* _Required actions_:
1. In the thread on writing Spark Structured Streaming output to HBase, what value is passed to the "maxOffsetsPerTrigger" option?
2. For each statement, say whether the thread on writing Spark Structured Streaming output to HBase supports it. Answer yes or no, and quote the deciding words. (a) The Spark version used is 2.4.0. (b) The field 'when' is declared with StringType. (c) The catalog's namespace is "uba_input".

* _Excerpted text_:

--

Getting exception in Writing Spark Structured Streaming to HBase Table - scala

As described in Spark Structured Streaming with Hbase integration, I'm interesting in writing data to HBase in structured streaming framework. I've cloned SHC code from github, extend it by sync provider and trying to write records to HBase. Buy, I've received error: """Queries with streaming sources must be executed with writeStream.start(). My python code is below:
JARS
Spark version: 2.4.0, scala.version: 2.11.8, com.hortonworks.shc-core: 1.1.1-2.1-s_2.11 spark-sql-kafka-0-10_2.11
spark = SparkSession \
.builder \
.appName("SparkConsumer") \
.getOrCreate()
print 'read Avro schema from file: {}...'.format(schema_name)
schema = avro.schema.parse(open(schema_name, 'rb').read())
reader = avro.io.DatumReader(schema)
print 'the schema is read'
rows = spark \
.readStream \
.format('kafka') \
.option('kafka.bootstrap.servers', brokers) \
.option('subscribe', topic) \
.option('group.id', group_id) \
.option('maxOffsetsPerTrigger', 1000) \
.option("startingOffsets", "earliest") \
.load()
rows.printSchema()
schema = StructType([ \
StructField('consumer_id', StringType(), False), \
StructField('audit_system_id', StringType(), False), \
StructField('object_path', StringType(), True), \
StructField('object_type', StringType(), False), \
StructField('what_action', StringType(), False), \
StructField('when', LongType(), False), \
StructField('where', StringType(), False), \
StructField('who', StringType(), True), \
StructField('workstation', StringType(), True) \
])
def decode_avro(msg):
bytes_reader = io.BytesIO(bytes(msg))
decoder = avro.io.BinaryDecoder(bytes_reader)
data = reader.read(decoder)
return (\
data['consumer_id'],\
data['audit_system_id'],\
data['object_path'],\
data['object_type'],\
data['what_action'],\
data['when'],\
data['where'],\
data['who'],\
data['workstation']\
)
udf_decode_avro = udf(decode_avro, schema)
values = rows.select('value')
values.printSchema()
changes = values.withColumn('change', udf_decode_avro(col('value'))).select('change.*')
changes.printSchema()
change_catalog = '''
{
"table":
{
"namespace": "uba_input",
"name": "changes"

--

Records from a dataset:
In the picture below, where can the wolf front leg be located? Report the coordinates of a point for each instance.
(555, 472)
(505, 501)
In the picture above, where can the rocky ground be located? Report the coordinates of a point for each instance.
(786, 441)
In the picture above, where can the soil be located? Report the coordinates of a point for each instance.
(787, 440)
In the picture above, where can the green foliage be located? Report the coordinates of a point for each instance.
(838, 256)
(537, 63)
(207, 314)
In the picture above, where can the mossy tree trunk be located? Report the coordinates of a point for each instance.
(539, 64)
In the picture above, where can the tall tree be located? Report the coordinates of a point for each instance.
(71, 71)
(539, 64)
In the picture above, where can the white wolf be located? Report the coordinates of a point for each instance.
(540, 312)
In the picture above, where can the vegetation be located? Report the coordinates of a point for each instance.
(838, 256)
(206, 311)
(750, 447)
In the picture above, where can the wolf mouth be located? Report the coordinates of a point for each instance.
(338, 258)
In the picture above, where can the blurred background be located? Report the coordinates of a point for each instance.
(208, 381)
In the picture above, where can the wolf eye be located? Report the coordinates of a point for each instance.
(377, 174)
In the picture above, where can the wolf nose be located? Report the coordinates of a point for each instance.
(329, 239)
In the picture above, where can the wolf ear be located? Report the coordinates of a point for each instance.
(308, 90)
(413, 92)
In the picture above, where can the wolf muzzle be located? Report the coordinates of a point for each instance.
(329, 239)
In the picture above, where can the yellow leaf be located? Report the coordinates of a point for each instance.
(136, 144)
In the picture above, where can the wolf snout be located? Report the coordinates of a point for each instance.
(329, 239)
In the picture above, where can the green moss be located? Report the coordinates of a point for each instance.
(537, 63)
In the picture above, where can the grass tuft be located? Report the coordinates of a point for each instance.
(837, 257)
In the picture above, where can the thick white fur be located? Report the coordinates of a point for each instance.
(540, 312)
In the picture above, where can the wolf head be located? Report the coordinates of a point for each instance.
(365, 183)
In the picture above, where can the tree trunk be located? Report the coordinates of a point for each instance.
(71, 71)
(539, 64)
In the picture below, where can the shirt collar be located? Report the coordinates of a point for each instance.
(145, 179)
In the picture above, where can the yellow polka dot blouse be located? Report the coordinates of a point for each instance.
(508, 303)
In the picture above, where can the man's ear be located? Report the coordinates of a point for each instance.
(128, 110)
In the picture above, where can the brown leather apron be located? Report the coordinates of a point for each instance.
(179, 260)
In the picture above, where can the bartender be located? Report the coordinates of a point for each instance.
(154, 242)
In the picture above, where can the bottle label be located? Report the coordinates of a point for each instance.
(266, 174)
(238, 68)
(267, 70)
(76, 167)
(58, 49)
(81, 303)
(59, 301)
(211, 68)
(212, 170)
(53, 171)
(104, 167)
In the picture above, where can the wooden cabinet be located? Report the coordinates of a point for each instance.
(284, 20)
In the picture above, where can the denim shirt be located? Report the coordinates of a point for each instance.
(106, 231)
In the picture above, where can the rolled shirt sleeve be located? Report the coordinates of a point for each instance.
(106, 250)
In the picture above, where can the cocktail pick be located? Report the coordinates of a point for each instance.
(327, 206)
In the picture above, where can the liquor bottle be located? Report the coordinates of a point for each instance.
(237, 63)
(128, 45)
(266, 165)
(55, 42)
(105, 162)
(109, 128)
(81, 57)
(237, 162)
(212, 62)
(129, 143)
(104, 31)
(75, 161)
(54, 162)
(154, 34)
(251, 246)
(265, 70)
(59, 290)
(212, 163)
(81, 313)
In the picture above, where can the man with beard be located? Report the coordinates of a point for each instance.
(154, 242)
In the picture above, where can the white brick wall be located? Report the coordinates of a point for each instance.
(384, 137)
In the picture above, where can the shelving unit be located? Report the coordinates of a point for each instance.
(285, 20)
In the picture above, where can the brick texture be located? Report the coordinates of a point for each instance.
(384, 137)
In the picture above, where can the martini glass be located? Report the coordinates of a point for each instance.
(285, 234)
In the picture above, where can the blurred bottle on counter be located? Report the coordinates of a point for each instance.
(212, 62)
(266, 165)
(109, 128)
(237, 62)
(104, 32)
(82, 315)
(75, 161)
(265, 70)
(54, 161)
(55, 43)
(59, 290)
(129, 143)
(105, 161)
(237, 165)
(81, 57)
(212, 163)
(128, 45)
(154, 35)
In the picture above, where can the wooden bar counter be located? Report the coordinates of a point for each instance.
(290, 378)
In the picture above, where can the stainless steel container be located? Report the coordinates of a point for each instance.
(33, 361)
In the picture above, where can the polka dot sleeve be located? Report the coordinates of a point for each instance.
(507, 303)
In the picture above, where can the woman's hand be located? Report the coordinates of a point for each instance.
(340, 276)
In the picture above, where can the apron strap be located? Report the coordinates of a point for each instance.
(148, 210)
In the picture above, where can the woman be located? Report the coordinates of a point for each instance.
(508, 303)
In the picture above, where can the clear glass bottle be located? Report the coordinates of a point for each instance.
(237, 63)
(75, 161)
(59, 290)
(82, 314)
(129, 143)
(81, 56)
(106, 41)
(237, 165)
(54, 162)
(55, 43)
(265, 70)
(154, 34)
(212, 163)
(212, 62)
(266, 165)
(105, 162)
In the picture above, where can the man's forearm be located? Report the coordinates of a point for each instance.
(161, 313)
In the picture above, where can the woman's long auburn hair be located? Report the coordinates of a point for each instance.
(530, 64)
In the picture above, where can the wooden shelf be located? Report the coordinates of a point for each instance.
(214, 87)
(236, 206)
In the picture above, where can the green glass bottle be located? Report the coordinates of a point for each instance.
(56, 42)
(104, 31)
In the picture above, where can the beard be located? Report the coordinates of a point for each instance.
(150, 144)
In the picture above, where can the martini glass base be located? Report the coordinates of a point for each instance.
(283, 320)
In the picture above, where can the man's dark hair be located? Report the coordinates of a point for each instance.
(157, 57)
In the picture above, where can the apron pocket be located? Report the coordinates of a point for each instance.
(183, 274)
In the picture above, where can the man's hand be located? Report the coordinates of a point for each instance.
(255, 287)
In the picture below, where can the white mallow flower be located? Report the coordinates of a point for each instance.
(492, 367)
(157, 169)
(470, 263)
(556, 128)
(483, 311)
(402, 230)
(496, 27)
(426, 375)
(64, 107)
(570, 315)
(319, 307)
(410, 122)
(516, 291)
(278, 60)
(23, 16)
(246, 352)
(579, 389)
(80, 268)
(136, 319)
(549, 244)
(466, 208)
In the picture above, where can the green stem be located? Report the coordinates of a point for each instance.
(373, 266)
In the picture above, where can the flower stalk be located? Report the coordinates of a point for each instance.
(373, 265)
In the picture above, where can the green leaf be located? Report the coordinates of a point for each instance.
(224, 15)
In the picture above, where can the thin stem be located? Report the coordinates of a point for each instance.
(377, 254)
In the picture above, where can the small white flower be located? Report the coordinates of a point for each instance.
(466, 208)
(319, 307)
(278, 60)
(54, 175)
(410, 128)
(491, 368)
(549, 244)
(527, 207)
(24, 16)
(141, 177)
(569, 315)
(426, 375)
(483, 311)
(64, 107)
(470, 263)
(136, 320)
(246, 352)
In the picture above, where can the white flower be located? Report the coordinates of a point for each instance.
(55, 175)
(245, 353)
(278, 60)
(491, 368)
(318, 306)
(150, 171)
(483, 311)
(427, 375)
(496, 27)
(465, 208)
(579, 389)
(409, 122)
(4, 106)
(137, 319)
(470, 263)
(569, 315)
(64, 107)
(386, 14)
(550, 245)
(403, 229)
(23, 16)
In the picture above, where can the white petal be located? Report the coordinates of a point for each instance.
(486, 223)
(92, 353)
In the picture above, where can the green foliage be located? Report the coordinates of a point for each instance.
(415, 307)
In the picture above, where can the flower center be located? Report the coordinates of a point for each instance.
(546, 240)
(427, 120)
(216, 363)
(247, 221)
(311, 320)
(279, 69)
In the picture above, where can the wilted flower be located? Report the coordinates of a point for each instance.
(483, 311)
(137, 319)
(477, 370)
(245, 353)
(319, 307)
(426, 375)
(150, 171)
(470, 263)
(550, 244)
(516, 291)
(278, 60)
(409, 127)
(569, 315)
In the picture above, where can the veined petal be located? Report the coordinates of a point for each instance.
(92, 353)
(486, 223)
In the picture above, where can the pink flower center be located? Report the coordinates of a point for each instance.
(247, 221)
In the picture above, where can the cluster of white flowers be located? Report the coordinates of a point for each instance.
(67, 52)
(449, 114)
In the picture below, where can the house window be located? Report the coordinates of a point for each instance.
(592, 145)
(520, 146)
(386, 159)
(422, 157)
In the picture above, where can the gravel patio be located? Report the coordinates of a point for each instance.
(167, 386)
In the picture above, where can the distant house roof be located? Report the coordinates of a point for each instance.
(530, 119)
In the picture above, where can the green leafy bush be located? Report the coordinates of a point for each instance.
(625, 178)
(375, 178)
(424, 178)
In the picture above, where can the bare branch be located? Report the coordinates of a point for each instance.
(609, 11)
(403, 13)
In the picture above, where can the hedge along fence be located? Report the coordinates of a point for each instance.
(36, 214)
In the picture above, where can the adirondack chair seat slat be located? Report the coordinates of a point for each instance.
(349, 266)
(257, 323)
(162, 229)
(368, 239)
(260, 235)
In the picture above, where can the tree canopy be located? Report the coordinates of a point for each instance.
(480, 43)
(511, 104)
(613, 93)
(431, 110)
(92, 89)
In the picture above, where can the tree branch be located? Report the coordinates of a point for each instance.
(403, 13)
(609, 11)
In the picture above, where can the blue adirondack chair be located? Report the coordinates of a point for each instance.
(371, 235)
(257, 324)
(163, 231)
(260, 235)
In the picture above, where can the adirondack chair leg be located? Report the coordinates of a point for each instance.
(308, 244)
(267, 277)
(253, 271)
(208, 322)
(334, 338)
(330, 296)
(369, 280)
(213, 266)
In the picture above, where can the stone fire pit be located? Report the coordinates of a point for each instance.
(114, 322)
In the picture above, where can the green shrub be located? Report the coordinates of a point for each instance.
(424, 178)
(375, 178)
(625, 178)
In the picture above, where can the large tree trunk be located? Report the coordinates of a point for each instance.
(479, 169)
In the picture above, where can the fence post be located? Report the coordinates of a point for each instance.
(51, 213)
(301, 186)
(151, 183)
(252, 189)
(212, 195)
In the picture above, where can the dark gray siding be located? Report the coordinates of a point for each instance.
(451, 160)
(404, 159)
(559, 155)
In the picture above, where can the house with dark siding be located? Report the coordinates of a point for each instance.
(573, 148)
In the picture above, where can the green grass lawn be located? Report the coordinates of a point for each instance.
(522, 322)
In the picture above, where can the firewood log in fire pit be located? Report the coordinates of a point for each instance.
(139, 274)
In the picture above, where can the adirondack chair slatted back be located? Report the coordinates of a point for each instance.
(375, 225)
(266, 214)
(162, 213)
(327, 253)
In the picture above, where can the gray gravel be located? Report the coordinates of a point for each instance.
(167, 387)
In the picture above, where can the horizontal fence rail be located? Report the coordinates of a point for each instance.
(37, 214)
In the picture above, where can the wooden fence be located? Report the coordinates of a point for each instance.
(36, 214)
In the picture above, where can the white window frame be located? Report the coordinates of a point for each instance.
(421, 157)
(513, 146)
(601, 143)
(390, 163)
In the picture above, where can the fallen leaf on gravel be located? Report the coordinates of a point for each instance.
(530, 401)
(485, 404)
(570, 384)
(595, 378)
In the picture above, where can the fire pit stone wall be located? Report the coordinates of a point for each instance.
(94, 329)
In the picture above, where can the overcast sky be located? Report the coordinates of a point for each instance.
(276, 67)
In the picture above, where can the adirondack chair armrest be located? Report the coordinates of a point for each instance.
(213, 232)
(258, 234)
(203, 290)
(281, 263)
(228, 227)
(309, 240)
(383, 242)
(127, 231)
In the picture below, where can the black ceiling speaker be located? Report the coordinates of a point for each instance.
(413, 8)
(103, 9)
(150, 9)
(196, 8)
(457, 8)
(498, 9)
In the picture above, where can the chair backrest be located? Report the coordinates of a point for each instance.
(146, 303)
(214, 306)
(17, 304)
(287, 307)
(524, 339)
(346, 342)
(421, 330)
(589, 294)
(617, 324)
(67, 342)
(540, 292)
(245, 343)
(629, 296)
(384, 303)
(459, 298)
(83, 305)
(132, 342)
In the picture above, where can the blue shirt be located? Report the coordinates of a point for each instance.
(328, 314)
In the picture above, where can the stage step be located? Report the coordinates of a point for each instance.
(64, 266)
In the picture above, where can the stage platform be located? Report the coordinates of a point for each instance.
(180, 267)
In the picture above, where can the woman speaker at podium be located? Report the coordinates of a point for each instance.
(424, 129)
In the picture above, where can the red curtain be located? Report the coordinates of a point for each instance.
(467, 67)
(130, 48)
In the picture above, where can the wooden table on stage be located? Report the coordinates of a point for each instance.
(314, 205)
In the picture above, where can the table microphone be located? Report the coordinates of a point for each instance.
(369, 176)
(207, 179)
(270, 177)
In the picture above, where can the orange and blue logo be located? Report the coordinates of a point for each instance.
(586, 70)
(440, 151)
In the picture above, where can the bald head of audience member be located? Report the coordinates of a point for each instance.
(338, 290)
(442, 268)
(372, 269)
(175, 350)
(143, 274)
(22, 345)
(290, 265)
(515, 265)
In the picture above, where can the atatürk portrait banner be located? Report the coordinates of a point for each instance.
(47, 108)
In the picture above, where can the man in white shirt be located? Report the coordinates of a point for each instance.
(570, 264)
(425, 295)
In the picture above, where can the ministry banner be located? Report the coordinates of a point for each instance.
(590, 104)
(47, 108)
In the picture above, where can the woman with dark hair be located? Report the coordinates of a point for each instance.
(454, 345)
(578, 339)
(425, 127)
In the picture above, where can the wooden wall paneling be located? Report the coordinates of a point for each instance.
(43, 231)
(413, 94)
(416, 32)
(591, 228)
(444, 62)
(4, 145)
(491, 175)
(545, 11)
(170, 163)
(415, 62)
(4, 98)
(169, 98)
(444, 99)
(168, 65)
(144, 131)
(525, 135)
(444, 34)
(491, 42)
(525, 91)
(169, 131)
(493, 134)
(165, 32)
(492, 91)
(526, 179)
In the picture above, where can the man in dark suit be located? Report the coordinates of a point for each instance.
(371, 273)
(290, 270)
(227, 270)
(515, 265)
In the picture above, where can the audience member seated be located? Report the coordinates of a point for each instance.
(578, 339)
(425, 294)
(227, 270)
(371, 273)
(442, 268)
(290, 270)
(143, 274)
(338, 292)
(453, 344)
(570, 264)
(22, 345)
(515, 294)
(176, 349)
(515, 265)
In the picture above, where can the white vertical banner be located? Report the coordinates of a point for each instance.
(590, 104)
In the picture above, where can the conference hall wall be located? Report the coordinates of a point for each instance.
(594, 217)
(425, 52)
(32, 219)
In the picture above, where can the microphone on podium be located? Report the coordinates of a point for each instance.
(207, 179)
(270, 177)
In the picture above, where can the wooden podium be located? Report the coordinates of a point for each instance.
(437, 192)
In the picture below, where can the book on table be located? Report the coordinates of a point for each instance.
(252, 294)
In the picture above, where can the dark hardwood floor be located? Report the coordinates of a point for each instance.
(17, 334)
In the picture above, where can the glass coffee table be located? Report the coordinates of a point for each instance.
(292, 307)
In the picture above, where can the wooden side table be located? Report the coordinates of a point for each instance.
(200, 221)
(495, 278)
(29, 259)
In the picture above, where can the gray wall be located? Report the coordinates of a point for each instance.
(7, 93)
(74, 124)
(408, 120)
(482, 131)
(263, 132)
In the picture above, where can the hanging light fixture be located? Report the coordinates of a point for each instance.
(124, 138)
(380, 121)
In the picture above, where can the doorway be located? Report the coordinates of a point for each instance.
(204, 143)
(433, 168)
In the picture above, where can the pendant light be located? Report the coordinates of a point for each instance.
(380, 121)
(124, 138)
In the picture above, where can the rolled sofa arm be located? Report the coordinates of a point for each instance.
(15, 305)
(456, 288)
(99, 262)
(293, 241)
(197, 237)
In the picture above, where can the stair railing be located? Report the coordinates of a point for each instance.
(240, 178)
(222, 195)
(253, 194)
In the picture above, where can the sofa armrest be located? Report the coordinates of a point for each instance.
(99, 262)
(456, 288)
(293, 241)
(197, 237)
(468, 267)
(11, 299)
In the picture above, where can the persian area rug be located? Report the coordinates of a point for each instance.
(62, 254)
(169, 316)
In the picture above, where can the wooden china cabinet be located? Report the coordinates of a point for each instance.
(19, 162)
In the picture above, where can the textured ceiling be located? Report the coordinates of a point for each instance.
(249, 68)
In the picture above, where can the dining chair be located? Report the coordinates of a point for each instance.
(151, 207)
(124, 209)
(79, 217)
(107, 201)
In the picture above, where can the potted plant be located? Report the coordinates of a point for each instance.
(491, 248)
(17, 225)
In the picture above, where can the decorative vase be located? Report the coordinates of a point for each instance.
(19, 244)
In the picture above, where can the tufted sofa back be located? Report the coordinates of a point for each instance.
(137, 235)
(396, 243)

--

* _Results by task_:
1. 1000

2.
(a) Yes: "Spark version: 2.4.0"
(b) No: "StructField('when', LongType(), False)"
(c) Yes: "namespace": "uba_input"